### Written exercise 1
From the listing, copy the lines from the one containing "silhouetted tree line" through the one containing "point(139, 245)", both included, exactly as they appear.

### Passage
-- -- --
PHD scholarship Hydrodynamics of bubble columns at large void fractions

Organisation/Company Centrale Lille Institut Department North Research Field Engineering Researcher Profile First Stage Researcher (R1) Positions PhD Positions Application Deadline 23 Mar 2026 - 23:59 (Europe/Paris) Country France Type of Contract Temporary Job Status Full-time Is the job funded through the EU Research Framework Programme? Not funded by a EU programme Is the Job related to staff position within a Research Infrastructure? No

Offer Description

Topic: This PhD project aims to investigate the emergence of large-scale structures and the transitions leading to the fully heterogeneous regime in bubble column reactors. These systems are fundamental to many chemical, environmental, and energy applications, yet their hydrodynamics remain poorly understood due to the complex interplay between the dispersed gas phase, the continuous liquid phase, and the evolving interfaces between them. The candidate will conduct a series of experiments designed to clarify the mechanisms governing flow organisation, regime transitions, and turbulent mixing.

The experimental study will rely on complementary facilities. At LMFL, the candidate will use a large bubble column with a 60 cm diameter and 5 m height, currently under construction, which will operate with void fractions between 5% and 40% and bubble diameters typically ranging from 2.5 to 5 mm. This unique setup will allow the exploration of global flow structures, large-scale recirculation, and the transition to the fully heterogeneous regime under realistic industrial conditions. In parallel, smaller-scale experiments will be conducted at IMFT in 10–20 cm square columns, where gas injection can be finely controlled using a matrix of capillary tubes. This configuration enables precise control over the bubble size and spatial distribution, making it possible to induce and study different flow regimes (from homogeneous to highly heterogeneous) and to observe the transitions between them. These controlled conditions are particularly suitable for detailed comparisons with high-fidelity numerical simulations. Additionally, LEGI lab has a similar reactor to that of LMFL (operational and fully instrumented) that may also be used within the project.
-- -- --
### Given information
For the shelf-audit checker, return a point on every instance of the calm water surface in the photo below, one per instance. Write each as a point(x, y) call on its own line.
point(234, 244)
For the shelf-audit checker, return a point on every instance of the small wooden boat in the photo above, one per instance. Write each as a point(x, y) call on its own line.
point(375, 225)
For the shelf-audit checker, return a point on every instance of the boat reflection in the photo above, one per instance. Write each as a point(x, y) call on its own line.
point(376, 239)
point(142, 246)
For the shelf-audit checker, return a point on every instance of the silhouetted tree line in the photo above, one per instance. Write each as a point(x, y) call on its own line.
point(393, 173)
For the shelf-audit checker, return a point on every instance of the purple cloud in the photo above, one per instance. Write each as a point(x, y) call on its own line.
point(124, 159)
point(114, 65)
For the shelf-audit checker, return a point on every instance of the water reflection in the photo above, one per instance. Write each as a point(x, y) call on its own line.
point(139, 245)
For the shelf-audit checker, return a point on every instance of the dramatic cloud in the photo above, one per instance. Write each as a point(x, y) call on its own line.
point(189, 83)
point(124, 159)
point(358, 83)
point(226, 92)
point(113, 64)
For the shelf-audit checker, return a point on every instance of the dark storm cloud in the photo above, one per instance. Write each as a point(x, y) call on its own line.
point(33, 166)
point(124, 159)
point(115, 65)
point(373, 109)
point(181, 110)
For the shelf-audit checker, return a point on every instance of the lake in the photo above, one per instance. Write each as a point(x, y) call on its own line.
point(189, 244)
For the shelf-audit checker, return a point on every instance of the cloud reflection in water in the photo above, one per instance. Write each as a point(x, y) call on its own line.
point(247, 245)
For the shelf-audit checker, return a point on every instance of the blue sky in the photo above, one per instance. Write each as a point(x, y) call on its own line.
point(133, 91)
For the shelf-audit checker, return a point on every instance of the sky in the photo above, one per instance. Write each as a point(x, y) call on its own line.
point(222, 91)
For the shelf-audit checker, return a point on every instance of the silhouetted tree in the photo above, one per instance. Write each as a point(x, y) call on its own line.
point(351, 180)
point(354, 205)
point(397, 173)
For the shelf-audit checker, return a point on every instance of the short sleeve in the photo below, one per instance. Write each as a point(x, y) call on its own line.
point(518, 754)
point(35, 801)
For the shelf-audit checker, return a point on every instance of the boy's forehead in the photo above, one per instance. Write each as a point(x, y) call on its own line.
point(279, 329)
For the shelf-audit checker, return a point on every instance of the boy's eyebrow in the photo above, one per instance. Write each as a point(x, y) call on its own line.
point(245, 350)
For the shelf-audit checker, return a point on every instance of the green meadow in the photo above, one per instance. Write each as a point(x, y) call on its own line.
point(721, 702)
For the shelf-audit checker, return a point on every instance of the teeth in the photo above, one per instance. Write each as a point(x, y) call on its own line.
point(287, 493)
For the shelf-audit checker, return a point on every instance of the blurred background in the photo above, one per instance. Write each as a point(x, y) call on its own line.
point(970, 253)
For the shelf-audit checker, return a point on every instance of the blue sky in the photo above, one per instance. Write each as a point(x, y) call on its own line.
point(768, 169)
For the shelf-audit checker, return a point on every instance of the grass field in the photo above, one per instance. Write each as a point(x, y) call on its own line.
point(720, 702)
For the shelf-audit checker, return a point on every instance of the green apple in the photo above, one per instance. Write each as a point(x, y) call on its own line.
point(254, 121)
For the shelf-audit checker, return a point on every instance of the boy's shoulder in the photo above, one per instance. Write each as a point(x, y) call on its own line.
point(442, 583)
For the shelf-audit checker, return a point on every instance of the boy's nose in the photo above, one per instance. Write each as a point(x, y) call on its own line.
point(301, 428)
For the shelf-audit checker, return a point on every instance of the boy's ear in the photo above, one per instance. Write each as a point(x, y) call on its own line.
-- -- --
### Written exercise 2
In the PhD offer, what are the diameter and height of the large bubble column at LMFL?

### Exercise result 1
For the shelf-audit checker, return a point on every instance of the silhouetted tree line in the photo above, one per instance. Write each as a point(x, y) call on its own line.
point(393, 173)
For the shelf-audit checker, return a point on every instance of the purple cloud in the photo above, one per instance. Write each as a point(x, y) call on its own line.
point(124, 159)
point(114, 65)
For the shelf-audit checker, return a point on every instance of the water reflection in the photo above, one per instance. Write each as a point(x, y) call on its own line.
point(139, 245)

### Exercise result 2
It is 60 cm in diameter and 5 m high.